▸ ABOUT THIS EXERCISE
Take the data below and repeat it exactly.

▸ RECORDS SUPPLIED

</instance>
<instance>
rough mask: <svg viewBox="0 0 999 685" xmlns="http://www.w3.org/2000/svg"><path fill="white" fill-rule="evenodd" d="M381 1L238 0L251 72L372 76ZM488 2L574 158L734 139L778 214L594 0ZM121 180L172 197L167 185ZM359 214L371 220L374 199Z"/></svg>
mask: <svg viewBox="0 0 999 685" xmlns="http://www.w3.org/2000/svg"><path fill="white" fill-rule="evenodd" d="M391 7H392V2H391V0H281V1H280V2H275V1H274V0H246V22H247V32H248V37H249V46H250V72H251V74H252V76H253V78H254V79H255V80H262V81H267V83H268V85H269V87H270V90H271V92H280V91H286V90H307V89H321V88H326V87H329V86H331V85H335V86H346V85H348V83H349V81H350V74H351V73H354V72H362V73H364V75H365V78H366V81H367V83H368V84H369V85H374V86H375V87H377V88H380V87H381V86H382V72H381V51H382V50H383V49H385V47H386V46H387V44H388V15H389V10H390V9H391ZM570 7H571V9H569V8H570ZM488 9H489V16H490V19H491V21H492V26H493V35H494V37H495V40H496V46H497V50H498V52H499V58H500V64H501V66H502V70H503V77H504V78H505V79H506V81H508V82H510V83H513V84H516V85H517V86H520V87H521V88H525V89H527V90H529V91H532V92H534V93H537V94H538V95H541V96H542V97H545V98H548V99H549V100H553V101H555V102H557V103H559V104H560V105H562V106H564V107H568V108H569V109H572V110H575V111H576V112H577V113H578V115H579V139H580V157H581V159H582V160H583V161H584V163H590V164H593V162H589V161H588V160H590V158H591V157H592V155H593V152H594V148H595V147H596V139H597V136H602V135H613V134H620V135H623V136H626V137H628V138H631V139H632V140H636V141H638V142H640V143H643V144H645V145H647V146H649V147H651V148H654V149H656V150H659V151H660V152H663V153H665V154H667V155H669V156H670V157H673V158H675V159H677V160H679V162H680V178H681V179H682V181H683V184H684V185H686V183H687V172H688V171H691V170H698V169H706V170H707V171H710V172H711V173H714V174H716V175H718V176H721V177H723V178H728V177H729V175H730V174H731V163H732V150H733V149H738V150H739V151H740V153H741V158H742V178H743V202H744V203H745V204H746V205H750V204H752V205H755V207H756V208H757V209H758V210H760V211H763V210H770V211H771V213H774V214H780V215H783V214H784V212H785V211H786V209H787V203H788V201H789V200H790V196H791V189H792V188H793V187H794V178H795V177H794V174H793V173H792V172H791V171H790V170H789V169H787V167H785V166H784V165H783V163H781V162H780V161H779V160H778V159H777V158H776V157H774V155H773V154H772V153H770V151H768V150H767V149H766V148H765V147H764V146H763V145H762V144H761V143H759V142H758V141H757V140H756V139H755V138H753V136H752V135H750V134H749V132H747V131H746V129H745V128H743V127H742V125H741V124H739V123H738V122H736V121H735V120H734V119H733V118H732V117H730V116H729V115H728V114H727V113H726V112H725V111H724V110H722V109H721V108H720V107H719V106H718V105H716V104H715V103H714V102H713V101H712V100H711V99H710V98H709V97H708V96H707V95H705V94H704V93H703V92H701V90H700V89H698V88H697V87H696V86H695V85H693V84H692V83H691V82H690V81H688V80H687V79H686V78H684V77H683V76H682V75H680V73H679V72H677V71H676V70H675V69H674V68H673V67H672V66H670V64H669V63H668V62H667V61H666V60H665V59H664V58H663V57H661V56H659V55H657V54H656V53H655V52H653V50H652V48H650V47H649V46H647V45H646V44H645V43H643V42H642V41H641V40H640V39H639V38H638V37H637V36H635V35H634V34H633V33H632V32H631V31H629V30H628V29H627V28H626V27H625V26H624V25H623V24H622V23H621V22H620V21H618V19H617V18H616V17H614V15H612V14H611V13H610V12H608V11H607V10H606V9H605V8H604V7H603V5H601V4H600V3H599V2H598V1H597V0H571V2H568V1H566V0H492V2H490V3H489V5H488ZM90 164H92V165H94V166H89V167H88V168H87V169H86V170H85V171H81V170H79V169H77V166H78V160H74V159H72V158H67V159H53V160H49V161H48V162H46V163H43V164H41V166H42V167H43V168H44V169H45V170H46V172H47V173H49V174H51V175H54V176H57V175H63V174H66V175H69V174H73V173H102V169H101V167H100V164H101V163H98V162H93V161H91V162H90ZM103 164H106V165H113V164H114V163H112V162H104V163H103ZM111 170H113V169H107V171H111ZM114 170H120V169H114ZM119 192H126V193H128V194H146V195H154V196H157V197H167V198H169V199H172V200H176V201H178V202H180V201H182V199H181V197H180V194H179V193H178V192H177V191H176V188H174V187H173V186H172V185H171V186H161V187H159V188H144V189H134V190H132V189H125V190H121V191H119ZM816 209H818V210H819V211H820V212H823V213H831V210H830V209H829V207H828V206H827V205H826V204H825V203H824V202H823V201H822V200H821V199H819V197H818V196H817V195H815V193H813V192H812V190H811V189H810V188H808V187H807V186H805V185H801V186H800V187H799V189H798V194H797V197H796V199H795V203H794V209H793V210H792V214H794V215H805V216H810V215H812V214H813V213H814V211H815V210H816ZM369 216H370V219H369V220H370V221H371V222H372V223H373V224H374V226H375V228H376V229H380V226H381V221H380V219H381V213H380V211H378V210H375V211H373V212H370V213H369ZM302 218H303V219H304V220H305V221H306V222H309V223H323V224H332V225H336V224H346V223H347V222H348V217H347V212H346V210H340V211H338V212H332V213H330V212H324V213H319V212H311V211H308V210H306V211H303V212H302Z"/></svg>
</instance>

▸ EXERCISE RESPONSE
</instance>
<instance>
rough mask: <svg viewBox="0 0 999 685" xmlns="http://www.w3.org/2000/svg"><path fill="white" fill-rule="evenodd" d="M381 1L238 0L251 72L372 76ZM488 2L574 158L734 139L778 214L594 0ZM121 180L172 197L167 185ZM359 214L371 220L374 199Z"/></svg>
mask: <svg viewBox="0 0 999 685" xmlns="http://www.w3.org/2000/svg"><path fill="white" fill-rule="evenodd" d="M391 7H392V2H391V0H281V1H280V2H275V1H274V0H246V22H247V32H248V37H249V46H250V72H251V74H252V76H253V78H254V79H255V80H262V81H267V83H268V85H269V87H270V90H271V92H280V91H286V90H307V89H321V88H326V87H329V86H331V85H335V86H346V85H348V83H349V81H350V74H351V73H354V72H362V73H364V75H365V78H366V81H367V83H368V84H369V85H374V86H375V87H377V88H380V87H381V86H382V72H381V51H382V50H383V49H385V47H386V46H387V44H388V15H389V10H390V9H391ZM570 7H571V9H569V8H570ZM488 9H489V16H490V19H491V21H492V26H493V35H494V37H495V40H496V46H497V50H498V52H499V58H500V64H501V66H502V70H503V77H504V78H505V79H506V81H508V82H510V83H513V84H516V85H517V86H520V87H521V88H525V89H527V90H529V91H532V92H534V93H537V94H538V95H541V96H542V97H545V98H548V99H549V100H553V101H555V102H557V103H559V104H560V105H562V106H564V107H568V108H569V109H572V110H575V111H576V112H577V113H578V115H579V139H580V157H581V159H582V160H583V161H584V163H590V164H593V162H589V161H588V160H590V158H591V157H592V155H593V152H594V148H595V147H596V139H597V136H602V135H613V134H620V135H623V136H626V137H628V138H631V139H632V140H636V141H638V142H640V143H643V144H645V145H647V146H649V147H651V148H654V149H656V150H659V151H660V152H663V153H665V154H667V155H669V156H670V157H673V158H675V159H677V160H679V162H680V178H681V179H682V181H683V184H684V185H686V183H687V172H688V171H691V170H698V169H706V170H707V171H710V172H711V173H714V174H716V175H718V176H721V177H723V178H728V177H729V175H730V174H731V163H732V150H733V149H738V150H739V151H740V153H741V158H742V178H743V202H744V203H745V204H746V205H750V204H752V205H755V207H756V208H757V209H758V210H760V211H763V210H770V211H771V213H774V214H780V215H783V214H784V212H785V211H786V209H787V203H788V201H789V200H790V196H791V189H792V188H793V187H794V178H795V177H794V174H793V173H792V172H791V171H790V170H789V169H787V167H785V166H784V165H783V163H781V162H780V161H779V160H778V159H777V158H776V157H774V155H773V154H772V153H770V151H768V150H767V149H766V148H765V147H764V146H763V145H762V144H761V143H759V142H758V141H757V140H756V139H755V138H753V136H752V135H750V134H749V132H747V131H746V129H745V128H743V127H742V125H741V124H739V123H738V122H736V121H735V120H734V119H733V118H732V117H730V116H729V115H728V114H727V113H726V112H725V111H724V110H722V109H721V108H720V107H719V106H718V105H716V104H715V103H714V102H713V101H712V100H711V99H710V98H709V97H708V96H707V95H705V94H704V93H703V92H701V90H700V89H698V88H697V87H696V86H695V85H693V84H692V83H691V82H690V81H688V80H687V79H686V78H684V77H683V76H682V75H680V73H679V72H677V71H676V70H675V69H674V68H673V67H672V66H670V64H669V63H668V62H667V61H666V60H665V59H664V58H663V57H661V56H659V55H657V54H656V53H655V52H653V50H652V48H650V47H649V46H647V45H646V44H645V43H643V42H642V41H641V40H640V39H639V38H638V37H637V36H635V35H634V34H633V33H632V32H631V31H629V30H628V29H627V28H626V27H625V26H624V25H623V24H622V23H621V22H620V21H618V19H617V18H616V17H614V15H612V14H611V13H610V12H608V11H607V10H606V9H605V8H604V7H603V5H601V4H600V3H599V2H598V1H597V0H571V2H568V1H566V0H492V2H490V3H489V5H488ZM90 164H92V165H94V166H89V167H88V168H87V169H86V170H85V171H81V170H79V169H77V166H78V160H74V159H72V158H67V159H53V160H49V161H48V162H46V163H43V164H41V166H42V167H43V168H44V169H45V170H46V172H47V173H49V174H51V175H54V176H57V175H63V174H66V175H69V174H73V173H102V169H101V167H100V164H101V163H98V162H93V161H91V162H90ZM103 164H106V165H113V164H114V163H112V162H104V163H103ZM111 170H113V169H107V171H111ZM114 170H120V169H114ZM119 192H126V193H128V194H146V195H154V196H157V197H167V198H169V199H172V200H176V201H178V202H180V201H182V199H181V197H180V194H179V193H178V192H177V191H176V188H174V187H173V186H172V185H171V186H161V187H159V188H144V189H134V190H132V189H125V190H121V191H119ZM816 209H818V210H819V211H820V212H823V213H831V210H830V209H829V207H828V206H827V205H826V204H825V203H824V202H823V201H822V200H821V199H819V197H818V196H817V195H815V193H813V192H812V190H811V189H810V188H808V187H807V186H805V185H801V186H800V187H799V189H798V194H797V197H796V199H795V203H794V209H793V210H792V214H794V215H805V216H810V215H812V214H813V213H814V211H815V210H816ZM369 216H370V219H369V220H370V221H371V222H372V223H373V224H374V226H375V228H376V229H380V226H381V221H380V219H381V213H380V211H378V210H375V211H373V212H370V213H369ZM302 218H303V219H304V220H305V221H306V222H309V223H323V224H332V225H336V224H346V223H347V222H348V217H347V212H346V210H340V211H338V212H332V213H330V212H324V213H319V212H311V211H308V210H306V211H303V212H302Z"/></svg>
</instance>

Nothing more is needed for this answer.